=== Text under study ===

This film does not have any sex scenes, out of respect for Justice Ginsburg, but it does have one love scene and several moving relationship scenes that establish the kind of equality and partnership that the couple had throughout their long marriage.
A Discovery of Witches (Season 1, 2018) – based on the All Souls Trilogy by historian and novelist Deborah Harkness, this show premiered in the UK in September 2018, and is written by a team of mostly female writers, including Kate Brooke, Tom Farrelly, Charlene James, Sarah Dollard. Except for the first two episodes that were directed by Juan Carlos Medina, the rest of the season was directed by two women, Alice Troughton and Sarah Walker. The executive producers are all women, including Deborah Harkness, Jane Tranter, Ashley Pharoah, Julie Gardner, as is the show’s cinematographer, Petra Korner. Sky Vision is a production and distribution company founded in 2012 with the Managing Director, Jane Millichip, at its head. This is the story of a forbidden relationship between a witch and a vampire.
All the sex and love scenes in the first season are exclusively centered on the female pleasure.
The Crown (Season 2, 2018) – created and principally written by Peter Morgan. Executive producers: Peter Morgan, Stephen Daldry, Andy Harries, Philip Martin, Suzanne Macki, Matthew Byam-Shaw, Robert Fox, Tanya Seghatchian, Nina Wolarsky, Allie Goss. The history of the British royal family as presented from the points of view of Queen Elizabeth and her sister Princess Margaret.
Season two explores Princess Margaret’s love life and marriage to the bisexual (and poly-amorous) photographer Antony Armstrong-Jones.
Sweetbitter (2018) – based on the novel of the same name by Stephanie Danler. Executive producers include: Stuart Zicherman, Stephanie Danler, Brad Pitt, Dede Gardner, Jeremy Kleiner, Sarah Esberg, Richard Shepard. Produced by Donna E. Bloom. This show follows Tess who lands a job at a celebrated New York restaurant, and is swiftly introduced to the world of drugs, drinking, love, lust, dive bars, fine dining and fine wines, and quickly has to learn to navigate the chaotically alluring, yet punishing life she has stumbled upon.

=== Material shown ===

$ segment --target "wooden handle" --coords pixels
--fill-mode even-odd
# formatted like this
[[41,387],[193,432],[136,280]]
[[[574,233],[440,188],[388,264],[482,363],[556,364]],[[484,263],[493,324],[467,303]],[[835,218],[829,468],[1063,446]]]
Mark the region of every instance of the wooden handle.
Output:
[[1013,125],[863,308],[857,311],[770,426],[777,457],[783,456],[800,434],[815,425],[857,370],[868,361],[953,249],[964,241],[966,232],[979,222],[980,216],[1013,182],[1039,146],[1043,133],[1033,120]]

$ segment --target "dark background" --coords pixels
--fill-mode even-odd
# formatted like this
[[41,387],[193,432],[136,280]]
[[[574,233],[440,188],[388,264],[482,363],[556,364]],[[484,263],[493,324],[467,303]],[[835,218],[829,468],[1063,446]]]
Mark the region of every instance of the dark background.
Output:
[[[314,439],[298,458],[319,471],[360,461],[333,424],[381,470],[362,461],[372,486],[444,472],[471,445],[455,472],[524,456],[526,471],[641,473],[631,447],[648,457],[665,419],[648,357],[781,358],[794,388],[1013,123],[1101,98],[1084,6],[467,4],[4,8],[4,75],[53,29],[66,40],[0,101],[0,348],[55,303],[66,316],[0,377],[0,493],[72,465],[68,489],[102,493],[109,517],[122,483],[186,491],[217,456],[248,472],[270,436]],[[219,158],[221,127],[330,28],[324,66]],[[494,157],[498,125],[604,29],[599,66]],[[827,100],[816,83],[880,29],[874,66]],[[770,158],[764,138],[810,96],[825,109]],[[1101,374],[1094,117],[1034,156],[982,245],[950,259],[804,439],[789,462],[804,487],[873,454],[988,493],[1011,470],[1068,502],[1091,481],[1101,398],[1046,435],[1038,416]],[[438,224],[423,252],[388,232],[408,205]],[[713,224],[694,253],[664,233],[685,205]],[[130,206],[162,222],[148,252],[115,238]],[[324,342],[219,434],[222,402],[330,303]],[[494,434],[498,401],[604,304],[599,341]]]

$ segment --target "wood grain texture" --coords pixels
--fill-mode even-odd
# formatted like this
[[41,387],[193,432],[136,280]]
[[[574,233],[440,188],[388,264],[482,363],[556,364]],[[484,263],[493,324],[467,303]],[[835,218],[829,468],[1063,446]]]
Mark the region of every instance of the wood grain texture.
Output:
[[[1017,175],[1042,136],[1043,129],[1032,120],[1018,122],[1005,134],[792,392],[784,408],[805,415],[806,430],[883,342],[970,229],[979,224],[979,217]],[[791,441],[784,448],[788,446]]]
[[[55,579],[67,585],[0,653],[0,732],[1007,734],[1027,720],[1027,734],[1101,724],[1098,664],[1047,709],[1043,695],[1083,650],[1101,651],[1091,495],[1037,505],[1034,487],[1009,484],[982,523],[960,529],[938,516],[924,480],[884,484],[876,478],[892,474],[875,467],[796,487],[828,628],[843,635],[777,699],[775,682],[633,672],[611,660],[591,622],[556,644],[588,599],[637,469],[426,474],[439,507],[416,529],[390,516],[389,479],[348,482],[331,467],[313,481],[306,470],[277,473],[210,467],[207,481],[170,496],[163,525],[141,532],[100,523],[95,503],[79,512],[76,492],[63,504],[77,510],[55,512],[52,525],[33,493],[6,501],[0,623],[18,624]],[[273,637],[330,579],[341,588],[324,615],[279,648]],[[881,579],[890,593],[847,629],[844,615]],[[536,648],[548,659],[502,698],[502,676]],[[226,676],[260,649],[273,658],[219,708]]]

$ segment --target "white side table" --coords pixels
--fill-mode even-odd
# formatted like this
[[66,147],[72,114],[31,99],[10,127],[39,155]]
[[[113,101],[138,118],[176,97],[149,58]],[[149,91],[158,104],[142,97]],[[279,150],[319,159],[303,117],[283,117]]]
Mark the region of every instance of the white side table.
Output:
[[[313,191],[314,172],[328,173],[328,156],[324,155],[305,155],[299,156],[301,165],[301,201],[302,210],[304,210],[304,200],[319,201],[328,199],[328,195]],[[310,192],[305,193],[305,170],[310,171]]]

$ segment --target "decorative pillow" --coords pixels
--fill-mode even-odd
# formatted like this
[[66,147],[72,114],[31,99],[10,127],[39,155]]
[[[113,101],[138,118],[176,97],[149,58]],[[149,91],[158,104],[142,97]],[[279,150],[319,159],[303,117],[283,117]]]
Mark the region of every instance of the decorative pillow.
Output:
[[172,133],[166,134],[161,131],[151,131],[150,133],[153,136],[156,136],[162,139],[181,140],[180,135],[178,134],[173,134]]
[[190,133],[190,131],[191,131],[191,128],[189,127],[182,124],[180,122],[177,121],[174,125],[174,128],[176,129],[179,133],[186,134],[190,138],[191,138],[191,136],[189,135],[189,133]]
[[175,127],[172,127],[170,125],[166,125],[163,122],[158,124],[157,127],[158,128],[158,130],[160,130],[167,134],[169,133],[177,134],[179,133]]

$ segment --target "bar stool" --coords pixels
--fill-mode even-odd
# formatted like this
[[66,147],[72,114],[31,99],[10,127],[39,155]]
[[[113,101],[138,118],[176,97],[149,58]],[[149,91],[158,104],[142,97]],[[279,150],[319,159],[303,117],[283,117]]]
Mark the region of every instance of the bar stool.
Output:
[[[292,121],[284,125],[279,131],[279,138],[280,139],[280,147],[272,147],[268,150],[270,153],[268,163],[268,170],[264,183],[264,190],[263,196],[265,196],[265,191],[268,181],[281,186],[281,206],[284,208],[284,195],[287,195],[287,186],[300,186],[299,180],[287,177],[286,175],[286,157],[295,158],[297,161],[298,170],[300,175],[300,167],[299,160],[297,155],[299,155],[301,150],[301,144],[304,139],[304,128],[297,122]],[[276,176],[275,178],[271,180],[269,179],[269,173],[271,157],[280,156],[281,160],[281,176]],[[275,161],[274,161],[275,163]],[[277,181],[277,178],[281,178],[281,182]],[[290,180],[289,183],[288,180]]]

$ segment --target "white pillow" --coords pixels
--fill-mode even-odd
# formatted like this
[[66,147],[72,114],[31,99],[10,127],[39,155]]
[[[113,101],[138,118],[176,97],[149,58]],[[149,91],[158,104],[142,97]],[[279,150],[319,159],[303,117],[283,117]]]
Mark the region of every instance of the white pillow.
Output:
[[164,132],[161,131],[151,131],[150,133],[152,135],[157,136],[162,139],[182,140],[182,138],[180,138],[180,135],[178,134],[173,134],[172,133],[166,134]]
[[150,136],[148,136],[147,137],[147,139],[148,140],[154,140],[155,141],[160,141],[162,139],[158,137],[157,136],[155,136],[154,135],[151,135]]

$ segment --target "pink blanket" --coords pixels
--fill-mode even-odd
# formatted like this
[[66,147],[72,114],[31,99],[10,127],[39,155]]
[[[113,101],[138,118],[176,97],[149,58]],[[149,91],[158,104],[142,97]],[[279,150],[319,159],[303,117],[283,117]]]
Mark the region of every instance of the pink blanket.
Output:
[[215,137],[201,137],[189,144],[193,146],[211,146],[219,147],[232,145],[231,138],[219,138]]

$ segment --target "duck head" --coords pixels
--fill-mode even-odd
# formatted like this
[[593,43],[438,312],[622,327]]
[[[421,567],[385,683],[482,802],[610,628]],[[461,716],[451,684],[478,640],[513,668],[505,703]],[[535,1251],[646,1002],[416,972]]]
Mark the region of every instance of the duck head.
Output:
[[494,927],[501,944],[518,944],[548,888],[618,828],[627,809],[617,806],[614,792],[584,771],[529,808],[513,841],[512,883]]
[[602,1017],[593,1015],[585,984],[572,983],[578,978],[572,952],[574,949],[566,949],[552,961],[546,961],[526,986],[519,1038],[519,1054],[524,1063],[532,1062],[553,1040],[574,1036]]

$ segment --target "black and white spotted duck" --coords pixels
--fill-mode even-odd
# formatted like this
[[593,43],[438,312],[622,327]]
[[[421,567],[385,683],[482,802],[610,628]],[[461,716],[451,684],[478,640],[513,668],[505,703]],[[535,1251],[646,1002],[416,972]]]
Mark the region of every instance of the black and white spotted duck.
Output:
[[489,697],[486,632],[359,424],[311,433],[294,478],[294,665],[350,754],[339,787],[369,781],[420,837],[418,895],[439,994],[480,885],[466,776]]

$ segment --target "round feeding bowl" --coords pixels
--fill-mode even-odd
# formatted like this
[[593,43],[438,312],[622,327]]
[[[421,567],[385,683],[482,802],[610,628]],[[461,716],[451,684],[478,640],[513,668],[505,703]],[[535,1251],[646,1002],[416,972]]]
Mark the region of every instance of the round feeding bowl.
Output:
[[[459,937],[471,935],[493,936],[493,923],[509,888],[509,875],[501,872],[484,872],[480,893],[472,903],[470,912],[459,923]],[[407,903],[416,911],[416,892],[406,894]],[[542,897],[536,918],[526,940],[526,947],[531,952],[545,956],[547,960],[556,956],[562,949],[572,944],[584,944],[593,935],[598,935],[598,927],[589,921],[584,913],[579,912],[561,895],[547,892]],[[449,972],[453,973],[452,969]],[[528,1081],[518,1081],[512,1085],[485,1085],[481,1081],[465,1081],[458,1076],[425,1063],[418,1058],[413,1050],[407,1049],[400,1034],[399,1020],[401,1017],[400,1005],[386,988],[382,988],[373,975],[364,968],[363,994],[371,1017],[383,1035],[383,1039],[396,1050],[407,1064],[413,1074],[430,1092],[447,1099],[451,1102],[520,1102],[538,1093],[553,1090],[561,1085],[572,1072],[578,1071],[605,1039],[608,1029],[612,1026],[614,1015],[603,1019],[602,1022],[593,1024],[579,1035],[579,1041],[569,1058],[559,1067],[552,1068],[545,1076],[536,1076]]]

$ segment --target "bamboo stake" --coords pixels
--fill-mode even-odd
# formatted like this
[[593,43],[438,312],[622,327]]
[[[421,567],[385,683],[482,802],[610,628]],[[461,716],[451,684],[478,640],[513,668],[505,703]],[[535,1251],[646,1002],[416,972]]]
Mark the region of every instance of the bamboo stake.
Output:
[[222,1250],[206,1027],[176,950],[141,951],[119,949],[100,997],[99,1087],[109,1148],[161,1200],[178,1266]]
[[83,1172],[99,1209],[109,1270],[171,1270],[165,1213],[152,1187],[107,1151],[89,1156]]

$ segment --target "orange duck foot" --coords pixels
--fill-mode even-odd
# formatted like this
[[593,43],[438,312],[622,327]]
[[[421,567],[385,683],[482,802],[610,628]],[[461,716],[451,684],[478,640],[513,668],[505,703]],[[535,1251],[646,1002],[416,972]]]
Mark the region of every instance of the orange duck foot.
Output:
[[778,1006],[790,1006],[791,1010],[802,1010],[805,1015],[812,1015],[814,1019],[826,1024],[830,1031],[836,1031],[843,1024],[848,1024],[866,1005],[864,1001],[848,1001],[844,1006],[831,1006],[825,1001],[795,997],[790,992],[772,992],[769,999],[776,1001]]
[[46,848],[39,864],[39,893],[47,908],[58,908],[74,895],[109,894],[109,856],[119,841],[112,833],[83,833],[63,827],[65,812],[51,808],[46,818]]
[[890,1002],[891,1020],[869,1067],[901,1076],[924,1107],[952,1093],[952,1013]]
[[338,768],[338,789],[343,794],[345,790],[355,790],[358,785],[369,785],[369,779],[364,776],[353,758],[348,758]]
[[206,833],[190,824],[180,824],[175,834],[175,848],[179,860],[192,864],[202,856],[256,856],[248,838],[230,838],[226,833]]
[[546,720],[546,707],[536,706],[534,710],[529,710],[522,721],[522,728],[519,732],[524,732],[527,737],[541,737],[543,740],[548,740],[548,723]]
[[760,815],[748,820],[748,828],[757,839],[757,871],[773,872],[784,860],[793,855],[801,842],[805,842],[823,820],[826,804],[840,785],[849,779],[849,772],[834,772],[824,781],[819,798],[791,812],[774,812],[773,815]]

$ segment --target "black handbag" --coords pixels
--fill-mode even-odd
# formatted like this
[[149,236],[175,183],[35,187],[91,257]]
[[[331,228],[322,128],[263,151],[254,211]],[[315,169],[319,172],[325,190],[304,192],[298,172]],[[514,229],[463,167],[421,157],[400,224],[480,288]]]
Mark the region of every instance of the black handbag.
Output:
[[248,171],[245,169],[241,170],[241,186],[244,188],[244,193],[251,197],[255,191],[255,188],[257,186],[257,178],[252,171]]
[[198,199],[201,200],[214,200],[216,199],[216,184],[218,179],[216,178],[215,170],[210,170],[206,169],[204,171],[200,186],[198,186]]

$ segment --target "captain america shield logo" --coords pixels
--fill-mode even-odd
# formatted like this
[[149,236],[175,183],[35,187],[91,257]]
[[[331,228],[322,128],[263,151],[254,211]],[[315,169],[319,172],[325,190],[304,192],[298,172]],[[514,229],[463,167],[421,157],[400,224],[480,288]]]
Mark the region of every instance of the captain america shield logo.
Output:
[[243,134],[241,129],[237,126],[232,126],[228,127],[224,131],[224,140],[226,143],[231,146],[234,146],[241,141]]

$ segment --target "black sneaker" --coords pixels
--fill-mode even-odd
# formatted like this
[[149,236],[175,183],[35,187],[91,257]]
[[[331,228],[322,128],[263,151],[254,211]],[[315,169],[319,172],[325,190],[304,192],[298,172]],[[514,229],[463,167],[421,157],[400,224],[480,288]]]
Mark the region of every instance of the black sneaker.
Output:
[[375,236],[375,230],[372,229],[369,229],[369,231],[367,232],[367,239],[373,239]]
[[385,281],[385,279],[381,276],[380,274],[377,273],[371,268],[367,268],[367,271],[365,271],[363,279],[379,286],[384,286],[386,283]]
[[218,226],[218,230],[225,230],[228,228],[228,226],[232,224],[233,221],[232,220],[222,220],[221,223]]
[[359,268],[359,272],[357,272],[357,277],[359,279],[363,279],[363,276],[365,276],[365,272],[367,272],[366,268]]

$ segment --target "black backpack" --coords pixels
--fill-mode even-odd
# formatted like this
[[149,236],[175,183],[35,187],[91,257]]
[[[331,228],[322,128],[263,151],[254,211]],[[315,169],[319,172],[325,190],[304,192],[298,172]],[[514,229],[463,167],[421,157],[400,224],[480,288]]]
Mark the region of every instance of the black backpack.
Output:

===

*To do*
A – Can you rewrite the paragraph of the text on films and series that begins "The Crown (Season 2, 2018)" as a short list that keeps its main facts?
B – Could you write the next part of the text on films and series, picking up right after its final sentence?
The data are separate material, unrelated to the text on films and series.

*Results*
A –
- Title: The Crown, Season 2 (2018)
- Creator and principal writer: Peter Morgan
- Executive producers: Peter Morgan, Stephen Daldry, Andy Harries, Philip Martin, Suzanne Macki, Matthew Byam-Shaw, Robert Fox, Tanya Seghatchian, Nina Wolarsky, Allie Goss
- Subject: the history of the British royal family, told from the points of view of Queen Elizabeth and her sister Princess Margaret

B –
She’s Gotta Have It (Season 1, 2017) – created by Spike Lee and based on his 1986 film of the same name, which is generally considered less progressive in terms of gender and sexuality, this show allows Spike Lee to exercise his feminist muscles and was renewed for second season on Netflix. Executive producers: Spike Lee and Tonya Lewis Lee. It follows a sex-positive polymorphous protagonist Nola, an artist in gentrified Brooklyn, who is dating men and women, exploring her sexuality, her relationships, and her self-actualization as an artist. Arguably, the most interesting relationship and sex scenes in the first season are between Nola and Opal.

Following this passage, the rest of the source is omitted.